What you are asked to do => Repeat the rows from the line holding "TARGET = black fabric panel" through the end of the rows, inclusive, with "spot" changed to "mark" and everything else left the same.

Excerpted records =>
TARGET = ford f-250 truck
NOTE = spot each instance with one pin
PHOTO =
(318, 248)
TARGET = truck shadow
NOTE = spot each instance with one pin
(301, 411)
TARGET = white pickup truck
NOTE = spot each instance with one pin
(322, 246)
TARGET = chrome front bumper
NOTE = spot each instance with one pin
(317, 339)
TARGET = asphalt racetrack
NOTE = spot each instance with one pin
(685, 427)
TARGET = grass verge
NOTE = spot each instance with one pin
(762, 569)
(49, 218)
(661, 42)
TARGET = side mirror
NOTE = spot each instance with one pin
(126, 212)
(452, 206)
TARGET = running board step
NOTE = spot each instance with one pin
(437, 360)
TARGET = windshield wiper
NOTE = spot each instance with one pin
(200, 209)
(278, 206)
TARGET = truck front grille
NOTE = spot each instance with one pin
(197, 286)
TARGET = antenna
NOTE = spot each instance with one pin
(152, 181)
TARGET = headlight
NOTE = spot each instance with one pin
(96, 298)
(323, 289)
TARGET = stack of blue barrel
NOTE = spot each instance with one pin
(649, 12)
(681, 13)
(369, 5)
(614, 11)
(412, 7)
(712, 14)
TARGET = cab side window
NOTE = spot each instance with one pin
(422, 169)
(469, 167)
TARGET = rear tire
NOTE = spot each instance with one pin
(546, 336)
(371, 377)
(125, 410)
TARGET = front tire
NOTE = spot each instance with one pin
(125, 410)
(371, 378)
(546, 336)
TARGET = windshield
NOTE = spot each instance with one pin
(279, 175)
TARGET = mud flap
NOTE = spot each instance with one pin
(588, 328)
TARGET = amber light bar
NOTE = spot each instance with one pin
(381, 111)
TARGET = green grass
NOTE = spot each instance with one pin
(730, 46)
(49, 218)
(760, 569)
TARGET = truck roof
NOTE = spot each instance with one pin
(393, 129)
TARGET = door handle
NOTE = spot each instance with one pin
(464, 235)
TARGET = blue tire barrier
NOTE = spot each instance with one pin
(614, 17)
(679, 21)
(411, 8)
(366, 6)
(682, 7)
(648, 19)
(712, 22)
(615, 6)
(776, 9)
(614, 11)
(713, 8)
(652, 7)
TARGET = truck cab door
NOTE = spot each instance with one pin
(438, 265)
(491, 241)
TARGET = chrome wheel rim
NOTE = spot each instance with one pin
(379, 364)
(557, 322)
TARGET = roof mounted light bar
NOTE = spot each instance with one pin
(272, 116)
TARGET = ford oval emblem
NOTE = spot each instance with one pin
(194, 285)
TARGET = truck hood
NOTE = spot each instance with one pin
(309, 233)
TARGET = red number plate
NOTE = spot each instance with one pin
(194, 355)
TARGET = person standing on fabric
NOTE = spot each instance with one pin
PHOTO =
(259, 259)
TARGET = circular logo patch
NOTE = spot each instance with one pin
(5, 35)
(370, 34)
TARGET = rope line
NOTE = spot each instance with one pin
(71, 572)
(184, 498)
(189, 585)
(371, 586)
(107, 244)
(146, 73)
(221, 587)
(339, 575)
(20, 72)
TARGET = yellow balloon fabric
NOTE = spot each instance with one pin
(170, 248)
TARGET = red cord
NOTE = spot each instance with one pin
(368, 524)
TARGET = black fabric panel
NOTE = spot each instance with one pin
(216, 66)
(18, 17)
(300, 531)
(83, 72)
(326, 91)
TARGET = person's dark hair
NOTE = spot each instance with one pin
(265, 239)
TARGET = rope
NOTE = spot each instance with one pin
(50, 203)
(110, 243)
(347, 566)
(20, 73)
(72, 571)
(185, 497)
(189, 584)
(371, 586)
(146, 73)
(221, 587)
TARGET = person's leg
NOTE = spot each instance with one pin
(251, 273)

Finished task =>
TARGET = black fabric panel
NOTE = mark each instance with one pin
(216, 66)
(18, 17)
(300, 531)
(83, 72)
(326, 91)
TARGET = person's dark hair
NOTE = mark each instance with one pin
(265, 239)
TARGET = rope
NOTE = mark each instance with one pin
(50, 203)
(110, 243)
(347, 566)
(20, 73)
(72, 571)
(185, 497)
(189, 584)
(371, 586)
(146, 73)
(221, 587)
TARGET = person's leg
NOTE = mark each instance with one pin
(251, 273)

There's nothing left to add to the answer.